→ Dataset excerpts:
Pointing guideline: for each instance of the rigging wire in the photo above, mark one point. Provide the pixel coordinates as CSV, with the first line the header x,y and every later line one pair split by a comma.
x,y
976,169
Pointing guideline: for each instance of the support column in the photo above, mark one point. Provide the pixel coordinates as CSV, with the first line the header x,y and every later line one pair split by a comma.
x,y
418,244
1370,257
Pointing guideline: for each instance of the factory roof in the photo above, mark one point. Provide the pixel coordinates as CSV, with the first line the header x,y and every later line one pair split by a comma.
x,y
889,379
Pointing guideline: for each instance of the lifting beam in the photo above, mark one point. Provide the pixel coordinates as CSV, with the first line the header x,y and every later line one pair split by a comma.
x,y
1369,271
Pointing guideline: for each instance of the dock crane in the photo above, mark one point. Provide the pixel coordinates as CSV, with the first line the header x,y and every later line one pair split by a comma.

→ WHAT YOU SHOULD DO: Could every entry above be printed again, word for word?

→ EXERCISE OUTPUT:
Pointing guideline: for each instance of the rigging wire in the photo above, mark one point. Provide the pixel coordinates as CSV, with the first line the header x,y and every later line one pair split by a comma.
x,y
976,169
Pointing guideline: for each instance of the support column in the photo above, mark one point. Provide the pixel coordinates as CSV, with the first line the header x,y and every later line one pair split by a comma.
x,y
418,244
1370,257
Pointing guideline: for each instance of the factory roof in the photo above, mark one point. Provide the pixel coordinates as CSV, with the first line the header x,y and every later line one pair split by a comma.
x,y
889,379
Pointing guideline: for each instance of the lifting beam in the photo above, mark one point. Provide the pixel coordinates as CSV, with the first line the header x,y and every later line one pair split by a comma.
x,y
1369,271
Pointing guideline: for each instance of the dock crane in the photo above, mark one point. Provide the pixel coordinates as CSV, with the first line the header x,y and every later line one pair split by a comma.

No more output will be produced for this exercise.